Schools dial up new communication plans

With nine out of 10 college students carrying cell phones these days, a growing number of schools are pulling traditional telephone landlines from dormitories, setting up special cellular service, and providing college-specific cell phones.

Technical experts say most U.S. schools are at least considering these and other changes.

“In many cases, students and student expectations are driving what schools need to do,” said Greg Tritsch, director of communications technologies for Acentech, a consulting company that has worked with schools on the issue. “Some are waiting to see which competing technology will win the horse race, but most are aware that this issue will need serious attention in the future.”

Some schools aren’t waiting.

Morrisville State College in upstate New York has replaced landlines in dormitories with cell phones. The University of Scranton in Pennsylvania plans to drop the traditional phone service in dorms this fall, except for a few house phones, and stay in touch with students via their personal cell phones. Austin College in Sherman, Texas, plans to use mainly eMail to contact students.

The University of Cincinnati (UC) is preparing to offer a free “Bearcat Phone” to an estimated 4,000 incoming freshmen at its June orientation through a partnership with Cincinnati Bell.

“The landline probably will be obsolete in five years or so, and we want to be in the forefront of new technology,” said Frederick Siff, UC vice president and chief information officer, who believes multifunctional cell phones will overtake laptops. “Students don’t carry laptops around constantly, but they always have their cell phones.”

Under the voluntary UC program, which is still being fine-tuned, students could get a free standard phone offering basic voice and mobile text and instant-messaging services, buy a trendier thin phone that could offer more data services, or upgrade to a more expensive, multifunctional “smart phone” with a keyboard and features such as Windows technology.

Students also would get access to features such as five-digit, on-campus dialing; wireless access to grades and other academic and campus information; and unlimited local calling to other Bell phones, depending on the rate plan they purchase. Students could reach campus emergency services with the push of one button. Siff said the plan is eventually to use a Global Positioning System to locate a student on campus who presses a mobile help button.

» **Records**
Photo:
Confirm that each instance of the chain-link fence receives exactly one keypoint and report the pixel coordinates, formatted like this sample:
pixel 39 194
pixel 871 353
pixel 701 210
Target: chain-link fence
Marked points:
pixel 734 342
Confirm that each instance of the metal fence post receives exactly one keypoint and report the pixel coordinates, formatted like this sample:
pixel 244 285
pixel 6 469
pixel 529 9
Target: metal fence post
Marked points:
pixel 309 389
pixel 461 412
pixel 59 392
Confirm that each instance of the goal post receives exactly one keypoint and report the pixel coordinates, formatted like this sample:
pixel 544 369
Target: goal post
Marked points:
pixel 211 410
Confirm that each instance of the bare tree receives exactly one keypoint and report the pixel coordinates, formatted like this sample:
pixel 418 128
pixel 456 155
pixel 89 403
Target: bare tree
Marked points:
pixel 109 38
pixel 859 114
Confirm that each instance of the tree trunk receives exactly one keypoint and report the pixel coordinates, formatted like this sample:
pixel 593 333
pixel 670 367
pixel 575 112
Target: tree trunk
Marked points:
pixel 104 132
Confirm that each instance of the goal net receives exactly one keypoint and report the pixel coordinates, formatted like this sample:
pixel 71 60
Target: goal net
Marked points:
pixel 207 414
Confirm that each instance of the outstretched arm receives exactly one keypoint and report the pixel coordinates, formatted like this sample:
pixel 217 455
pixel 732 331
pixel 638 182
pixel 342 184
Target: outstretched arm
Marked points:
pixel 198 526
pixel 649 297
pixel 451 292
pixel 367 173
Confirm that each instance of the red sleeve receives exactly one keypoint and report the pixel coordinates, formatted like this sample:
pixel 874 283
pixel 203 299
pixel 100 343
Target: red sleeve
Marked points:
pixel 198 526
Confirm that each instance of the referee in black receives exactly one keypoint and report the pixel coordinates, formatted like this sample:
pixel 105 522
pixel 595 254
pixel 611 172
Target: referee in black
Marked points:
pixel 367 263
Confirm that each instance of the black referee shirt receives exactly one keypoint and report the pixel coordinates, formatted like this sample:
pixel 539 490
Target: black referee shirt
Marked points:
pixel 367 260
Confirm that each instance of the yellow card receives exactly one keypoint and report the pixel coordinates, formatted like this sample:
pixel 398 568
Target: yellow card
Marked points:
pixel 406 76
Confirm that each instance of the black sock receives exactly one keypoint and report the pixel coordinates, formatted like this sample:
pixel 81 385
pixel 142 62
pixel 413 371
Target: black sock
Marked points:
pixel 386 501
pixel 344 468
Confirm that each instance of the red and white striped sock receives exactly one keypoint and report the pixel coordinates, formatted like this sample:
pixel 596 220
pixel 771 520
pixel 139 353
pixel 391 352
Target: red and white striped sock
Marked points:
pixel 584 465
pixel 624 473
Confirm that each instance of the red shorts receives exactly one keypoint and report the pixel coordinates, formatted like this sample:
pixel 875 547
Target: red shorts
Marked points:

» **Exercise set**
1 – In the article on school communication plans, why does Frederick Siff believe multifunctional cell phones will overtake laptops?
2 – Update the article on school communication plans from "Morrisville State College" up to and including "with Cincinnati Bell.", replacing "dorms" with "residence halls".
The rows have no connection to the article on school communication plans.

» **Answers below**
1 – Siff believes this because students don't carry laptops around constantly, but they always have their cell phones.

2 –
Morrisville State College in upstate New York has replaced landlines in dormitories with cell phones. The University of Scranton in Pennsylvania plans to drop the traditional phone service in residence halls this fall, except for a few house phones, and stay in touch with students via their personal cell phones. Austin College in Sherman, Texas, plans to use mainly eMail to contact students.

The University of Cincinnati (UC) is preparing to offer a free “Bearcat Phone” to an estimated 4,000 incoming freshmen at its June orientation through a partnership with Cincinnati Bell.